What needs to be done: Present each of the rows below as a numbered list of its lines, leaving out the blank lines.

Dataset records:
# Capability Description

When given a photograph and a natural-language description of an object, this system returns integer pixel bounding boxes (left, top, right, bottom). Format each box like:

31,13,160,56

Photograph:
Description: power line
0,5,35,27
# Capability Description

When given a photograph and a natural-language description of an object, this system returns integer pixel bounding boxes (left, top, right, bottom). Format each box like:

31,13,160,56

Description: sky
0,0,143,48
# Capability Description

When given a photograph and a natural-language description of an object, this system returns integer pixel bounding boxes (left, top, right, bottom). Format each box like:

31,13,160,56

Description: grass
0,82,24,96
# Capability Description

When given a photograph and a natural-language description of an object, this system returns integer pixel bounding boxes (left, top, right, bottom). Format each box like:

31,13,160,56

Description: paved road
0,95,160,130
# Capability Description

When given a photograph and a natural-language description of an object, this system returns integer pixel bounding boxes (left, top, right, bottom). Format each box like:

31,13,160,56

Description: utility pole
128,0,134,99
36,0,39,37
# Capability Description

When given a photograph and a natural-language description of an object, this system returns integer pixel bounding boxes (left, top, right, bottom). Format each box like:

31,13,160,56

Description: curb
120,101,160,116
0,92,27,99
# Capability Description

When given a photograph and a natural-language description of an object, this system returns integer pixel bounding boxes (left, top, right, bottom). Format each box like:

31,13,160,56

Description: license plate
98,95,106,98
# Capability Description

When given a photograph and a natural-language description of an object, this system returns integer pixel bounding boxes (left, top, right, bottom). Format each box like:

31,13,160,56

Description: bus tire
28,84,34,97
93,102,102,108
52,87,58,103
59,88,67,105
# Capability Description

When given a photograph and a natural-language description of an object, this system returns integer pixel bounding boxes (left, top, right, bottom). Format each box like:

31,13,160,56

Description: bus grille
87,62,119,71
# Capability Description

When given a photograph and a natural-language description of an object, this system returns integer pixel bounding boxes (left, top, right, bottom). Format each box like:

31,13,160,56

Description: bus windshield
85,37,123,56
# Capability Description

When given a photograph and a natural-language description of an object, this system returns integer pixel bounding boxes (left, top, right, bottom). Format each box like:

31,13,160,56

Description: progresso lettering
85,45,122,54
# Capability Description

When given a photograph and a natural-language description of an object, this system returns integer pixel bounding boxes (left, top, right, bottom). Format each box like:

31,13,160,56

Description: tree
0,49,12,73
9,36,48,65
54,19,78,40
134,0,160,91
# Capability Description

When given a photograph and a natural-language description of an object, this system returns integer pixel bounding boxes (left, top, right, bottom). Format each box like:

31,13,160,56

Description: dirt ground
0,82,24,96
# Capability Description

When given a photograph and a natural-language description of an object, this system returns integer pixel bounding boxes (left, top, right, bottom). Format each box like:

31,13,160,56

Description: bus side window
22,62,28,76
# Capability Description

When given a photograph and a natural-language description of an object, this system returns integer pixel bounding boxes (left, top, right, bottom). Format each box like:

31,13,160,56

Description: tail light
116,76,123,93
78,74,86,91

Task answer:
1. # Capability Description
2. When given a photograph and a natural-language description of an object, this system returns integer pixel bounding boxes (left, top, right, bottom). Format each box like:
3. 31,13,160,56
4. Photograph:
5. Description: power line
6. 0,5,35,27
7. # Capability Description
8. When given a photograph and a natural-language description of an object, this system returns integer pixel bounding boxes (left, top, right, bottom). Format each box like:
9. 31,13,160,56
10. Description: sky
11. 0,0,143,48
12. # Capability Description
13. When given a photograph and a natural-language description of an object, this system returns integer pixel bounding boxes (left, top, right, bottom). Format each box like:
14. 31,13,160,56
15. Description: grass
16. 0,82,24,96
17. # Capability Description
18. When given a photograph and a natural-language description of an object, this system returns integer pixel bounding boxes (left, top, right, bottom). Format each box like:
19. 31,13,160,56
20. Description: paved road
21. 0,95,160,130
22. # Capability Description
23. When given a photograph and a natural-language description of an object, this system returns integer pixel bounding boxes (left, top, right, bottom). Format each box like:
24. 31,13,160,56
25. Description: utility pole
26. 128,0,134,99
27. 36,0,39,37
28. # Capability Description
29. When given a photograph and a natural-language description of an object, this system returns integer pixel bounding boxes (left, top, right, bottom). Format each box like:
30. 31,13,160,56
31. Description: curb
32. 120,101,160,116
33. 0,92,27,99
34. # Capability Description
35. When given a photograph and a natural-language description of an object, this system returns integer pixel bounding boxes (left, top, right, bottom). Format each box like:
36. 31,13,160,56
37. Description: license plate
38. 98,95,106,98
39. # Capability Description
40. When given a photograph and a natural-language description of an object, this system returns integer pixel bounding boxes (left, top, right, bottom). Format each box like:
41. 31,13,160,56
42. Description: bus tire
43. 28,84,34,97
44. 93,102,102,108
45. 52,87,58,103
46. 59,88,67,105
47. # Capability Description
48. When given a photograph and a natural-language description of an object, this system returns integer pixel bounding boxes (left, top, right, bottom). Format each box like:
49. 31,13,160,56
50. Description: bus grille
51. 87,62,119,71
52. # Capability Description
53. When given a photograph and a natural-language description of an object, this system returns integer pixel bounding boxes (left, top, right, bottom). Format each box like:
54. 31,13,160,56
55. Description: bus windshield
56. 85,37,123,56
57. # Capability Description
58. When given a photograph and a natural-language description of an object, this system returns integer pixel bounding boxes (left, top, right, bottom). Format each box like:
59. 31,13,160,56
60. Description: progresso lettering
61. 85,45,122,54
62. # Capability Description
63. When given a photograph and a natural-language description of an object, this system returns integer pixel bounding boxes (left, top, right, bottom). Format each box like:
64. 31,13,160,56
65. Description: tree
66. 0,49,12,73
67. 9,36,48,65
68. 54,19,78,40
69. 134,0,160,91
70. # Capability Description
71. When given a photograph and a natural-language description of an object, this system returns integer pixel bounding boxes (left, top, right, bottom). Format each box like:
72. 31,13,160,56
73. Description: dirt ground
74. 0,82,24,96
75. # Capability Description
76. When given a photograph and a natural-language description of an object, this system returns integer pixel bounding boxes (left, top, right, bottom). Format each box like:
77. 31,13,160,56
78. Description: bus side window
79. 22,62,28,76
80. # Capability Description
81. When given a photograph and a natural-language description of an object, this system returns integer pixel bounding boxes (left, top, right, bottom). Format each box like:
82. 31,13,160,56
83. Description: tail light
84. 116,76,123,93
85. 78,74,86,91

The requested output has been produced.